Everybody knows that the dice are loaded, 9

26 09 2014

Pavlina R Tcherneva/https://twitter.com/ptcherneva

No comment necessary.





Hit me with your best shot

9 09 2014

I blame alcohol, George Clooney, and a coupla’ migraines.

For my being missing in action, that is. I could come up with more reasons, and there may actually be other reasons, but the first line is my story and I’m stickin’ to it.

Onward!

1. It should come as no surprise that I am uninterested in the newest Apple product, be it a smartphone or, yeesh, a smart watch—oh, excuse me “smartwatch”.

Really. A “smartwatch”.

I have a mere smart watch. It’s a Timex. It keeps time, and looks good—looks smart—doing it.

It cost me somewhere between 30 and 40 bucks and will last for years. It costs me ten bucks every coupla’ years to replace the battery.

The Applewatch (!) costs 350 bucks and will last, well, that doesn’t matter, since it’ll be ditched for ApplewatchII in 13.45 months (I made that up), and which battery likely cannot be replaced.

If you like your gadgets to do absolutely everything and Apple gives you faraway eyes, then enjoy your smartwatch.

I’ll be in the cave with my many devices, each of which does one thing, and cursing because I can’t find the right one.

· · ·

* **Work instruction**
According to the blog post, how much did the writer's Timex watch cost?

(Items listed in a dataset)
· · ·

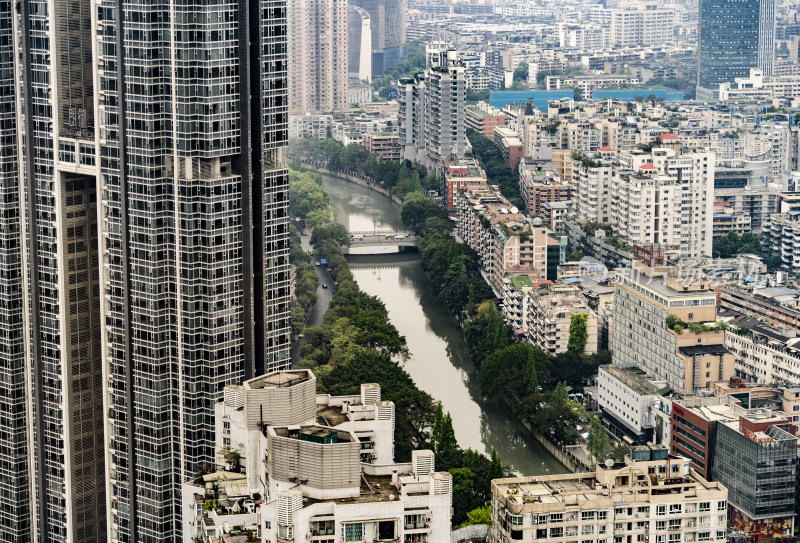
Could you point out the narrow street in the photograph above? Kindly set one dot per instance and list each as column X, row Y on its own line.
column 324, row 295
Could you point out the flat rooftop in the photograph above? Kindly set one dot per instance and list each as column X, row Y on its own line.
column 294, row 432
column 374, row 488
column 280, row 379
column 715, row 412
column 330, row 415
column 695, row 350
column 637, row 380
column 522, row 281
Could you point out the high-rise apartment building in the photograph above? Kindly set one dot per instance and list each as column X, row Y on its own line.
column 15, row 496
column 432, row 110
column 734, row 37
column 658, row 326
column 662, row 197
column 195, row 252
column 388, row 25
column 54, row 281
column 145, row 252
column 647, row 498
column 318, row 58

· · ·

* **Solution for this task**
Somewhere between 30 and 40 bucks.